WORK REQUIRED -
What is needed is the full set of records, word for word, with no pictures.

Recorded data:
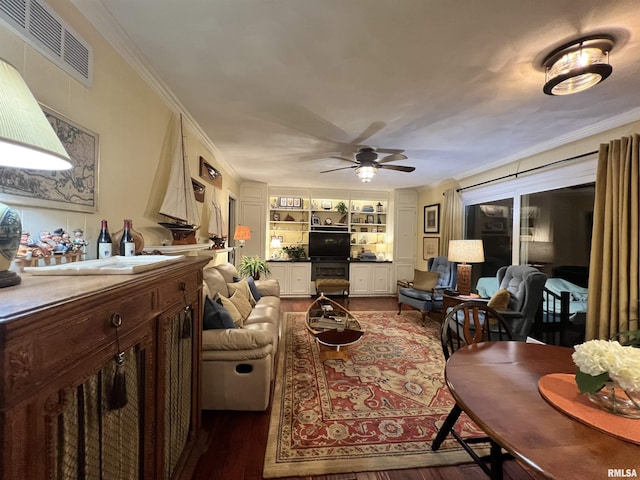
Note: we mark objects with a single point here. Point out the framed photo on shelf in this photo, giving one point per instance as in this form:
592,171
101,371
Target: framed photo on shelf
430,247
432,218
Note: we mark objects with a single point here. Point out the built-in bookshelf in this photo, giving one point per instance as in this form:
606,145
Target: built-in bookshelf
291,217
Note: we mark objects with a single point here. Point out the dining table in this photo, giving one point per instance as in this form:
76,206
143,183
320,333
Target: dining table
496,385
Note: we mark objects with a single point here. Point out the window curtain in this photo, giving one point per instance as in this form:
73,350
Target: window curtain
451,219
613,273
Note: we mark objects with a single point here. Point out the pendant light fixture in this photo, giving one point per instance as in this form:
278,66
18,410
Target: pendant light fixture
366,173
578,65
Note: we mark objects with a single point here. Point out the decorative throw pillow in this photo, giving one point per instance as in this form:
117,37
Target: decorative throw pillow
215,316
242,304
231,308
242,287
425,280
500,300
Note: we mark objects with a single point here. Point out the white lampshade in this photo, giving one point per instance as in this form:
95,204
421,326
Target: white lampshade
27,139
466,251
276,243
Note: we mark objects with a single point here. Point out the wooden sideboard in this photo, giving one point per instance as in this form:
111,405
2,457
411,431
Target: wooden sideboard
58,348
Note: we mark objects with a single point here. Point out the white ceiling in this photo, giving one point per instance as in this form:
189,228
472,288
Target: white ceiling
281,85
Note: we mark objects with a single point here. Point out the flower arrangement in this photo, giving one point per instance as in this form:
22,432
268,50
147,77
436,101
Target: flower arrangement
601,361
609,374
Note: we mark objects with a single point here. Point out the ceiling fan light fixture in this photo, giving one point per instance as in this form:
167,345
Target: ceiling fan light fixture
366,173
578,65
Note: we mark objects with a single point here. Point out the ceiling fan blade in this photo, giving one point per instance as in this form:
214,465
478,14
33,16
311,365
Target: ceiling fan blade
345,158
393,157
341,168
399,168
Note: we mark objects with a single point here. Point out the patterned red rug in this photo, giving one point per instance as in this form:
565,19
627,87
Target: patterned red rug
378,410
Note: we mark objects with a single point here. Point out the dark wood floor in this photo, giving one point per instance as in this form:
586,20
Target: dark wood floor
235,442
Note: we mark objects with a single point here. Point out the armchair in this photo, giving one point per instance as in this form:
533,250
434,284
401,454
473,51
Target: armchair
525,285
428,300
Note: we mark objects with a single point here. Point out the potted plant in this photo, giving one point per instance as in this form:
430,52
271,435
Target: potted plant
254,266
295,253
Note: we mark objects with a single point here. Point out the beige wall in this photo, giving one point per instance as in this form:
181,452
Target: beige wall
136,129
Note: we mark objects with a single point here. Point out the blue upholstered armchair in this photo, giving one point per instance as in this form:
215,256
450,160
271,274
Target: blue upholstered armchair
428,300
525,285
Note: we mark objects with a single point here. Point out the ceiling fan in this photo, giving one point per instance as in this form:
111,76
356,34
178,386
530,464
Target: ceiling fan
367,164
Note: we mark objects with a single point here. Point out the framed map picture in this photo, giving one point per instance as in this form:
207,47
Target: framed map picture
432,218
430,247
74,189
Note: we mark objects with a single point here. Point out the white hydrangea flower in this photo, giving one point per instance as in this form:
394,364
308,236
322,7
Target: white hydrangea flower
596,357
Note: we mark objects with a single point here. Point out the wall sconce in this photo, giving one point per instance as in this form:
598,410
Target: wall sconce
27,140
242,234
578,65
464,252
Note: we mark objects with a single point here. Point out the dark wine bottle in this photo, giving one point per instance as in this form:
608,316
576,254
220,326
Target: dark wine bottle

OUTPUT OF THE EXERCISE -
Note: we mark objects with a single point here. Point out the framed photo on shelf in this photo, giving one point per instance as in this form:
592,171
101,371
Target: framed photo on shelf
430,247
432,218
Note: we mark objects with a single point here. Point out the built-in bookshelf in this photo, giving one point per instance as in this form:
606,145
Target: built-in bookshelf
291,217
Note: we mark objects with a single point here. Point out the dining table in this photo, giving one point per instance as in this form:
76,206
143,183
320,333
Target: dining table
496,385
Note: we mark objects with a single point here. Point out the window curtain in this photo, giving one point per instance as in this form:
73,350
Target: window curtain
451,219
613,273
Note: we mark objects with a single point here. Point out the pendant light fixture in this photo, giving one point per instance as in this form:
278,66
18,410
Target: pendant light fixture
366,173
578,65
Note: we mark objects with a single point here. Point out the decorative throw pillow in this photo, giving one point per instance as in this form:
117,37
Target: decorative throw pillow
215,316
242,304
231,308
242,287
425,280
500,300
Note: we mark objects with a single point here. Point out the white lampshade in this photo, giving one point per instance as in this form:
95,204
421,326
Target: white lampshade
27,139
466,251
276,243
Note: we mark objects with a single point here. Point out the wooden sideboard in this photo, giving one point per instance as in this form:
111,405
2,457
411,431
Target: wooden sideboard
58,348
Note: we mark objects with a single point here. Point out the white ceiling in this photo, giving one point per instance as in this form:
189,228
472,288
Target: white ceiling
281,85
Note: we mark objects with a single point here. Point out the flower arrangement in this photo, giving one point per instance as in this form:
22,432
268,50
147,77
436,101
Target: flower arrangement
601,361
609,374
Note: we mark objects with a single point here. Point out the ceiling fan light fixture in this photo, giving one point per instance as in this form:
167,345
Target: ceiling fan light fixture
366,173
578,65
Note: we mark objects with a single point here. Point out the ceiling fan blade in this photo, giving one point per instance as in this form:
214,465
478,14
33,16
311,365
Target: ceiling fan blade
345,158
393,157
341,168
399,168
Note: we mark objects with a single point here. Point out the patterned red rug in this photo, giving one point per instance as in this form:
565,19
627,87
Target: patterned red rug
378,410
Note: we mark objects with a single point here. Point out the dark wood floor in this photo, giving one point per instance as in this form:
586,20
Target: dark wood floor
235,442
Note: we mark objects with a single point here. Point out the armchair in this photo, giving one point per instance as in this form:
533,250
434,284
401,454
473,51
Target: armchair
525,285
428,300
Note: we mark objects with a single point here. Point out the potted plant in this photo, giving one point per instance as in this form:
430,52
271,435
Target: potted plant
254,266
295,253
Note: we mark objects with a single point here. Point out the beige wall in this photo, giving one point per instance as in this form:
181,452
Target: beige wall
136,129
Note: we mark objects with a single point here. Point out the blue upholstered armchair in this photo, giving one point per instance as in this form:
215,256
450,160
271,274
Target: blue upholstered armchair
428,300
525,285
Note: we mark objects with a single point here. Point out the ceiling fan in this photo, giving one point per instance as in this form:
111,76
356,34
178,386
530,464
Target: ceiling fan
367,164
Note: we mark objects with a single point here. Point out the framed map picture in this photo, giving one point per instance as in this form:
207,47
Target: framed map picture
432,218
430,247
74,189
Note: we mark objects with a single point here. Point out the white hydrangea flower in this photo, giving one point per instance as in this form:
394,364
308,236
322,7
Target: white hydrangea flower
596,357
Note: we mark objects with a single point here. Point out the wall sconce in this photo, giving one point per instance as in this form:
598,410
Target: wall sconce
27,140
242,234
578,65
464,252
Note: we mark objects with a single point here. Point out the dark wine bottle in this photo, giving one point per instance as in this form:
608,316
576,254
220,326
Target: dark wine bottle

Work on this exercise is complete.